Measurement-based research Paper: "Mapping the Interplantery Filesystem"

Hey IPFS-People,

in the last months, we’ve performed some measurements of IPFS’ network layer, the results of which can be found in our paper.
Hopefully, the results are of interest and shed some light on previously unknown things, so that IPFS can safely grow and improve! :slight_smile:

In a nutstell:

  • We wrote a crawler that crawls the Kademlia-DHT by sending FindNode-packets for each bucket of a node. The crawler is optimized for speed, so that the snapshots are as accurate as possible and affected by churn as little as possible.
  • This allows us to enumerate the nodes in the network and look the neighborhood graph. Results: A lot of nodes are behind (symmetric) NATs and only return their local IP addresses to the DHT, which is not really helpful for anybody…
    Also, connection durations are very short.

- _MATERIAL_:

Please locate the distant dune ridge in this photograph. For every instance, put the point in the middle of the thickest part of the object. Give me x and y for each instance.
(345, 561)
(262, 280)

- _CHALLENGES_:
1: From the post about the IPFS measurement paper, quote the passage starting with "in the last" and going on through "little as possible.".
2: Extend the post about the IPFS network measurements, beginning right after its last sentence.

- _TASK ANSWERS_:
1:
in the last months, we’ve performed some measurements of IPFS’ network layer, the results of which can be found in our paper.
Hopefully, the results are of interest and shed some light on previously unknown things, so that IPFS can safely grow and improve! :slight_smile:

In a nutstell:

  • We wrote a crawler that crawls the Kademlia-DHT by sending FindNode-packets for each bucket of a node. The crawler is optimized for speed, so that the snapshots are as accurate as possible and affected by churn as little as possible.

2:
  • Furthermore we ran some monitoring nodes with no connection limits to validate the crawl results and also get an idea of how many nodes are clients and how many actively support the DHT-protocol (i.e., are not clients), which is roughly 70%-80%.
  • We looked at the code and the behavior of IPFS nodes with default settings and argue that the parallel lookup of content through the DHT and querying our neighbors through bitswap is very robust against attacks but not ideal for performance, especially if we have so many neighbors.

We’ve some idea for future works and maybe the crawler can be integrated in a bigger “health of the IPFS network” software which monitors what’s going on in the network.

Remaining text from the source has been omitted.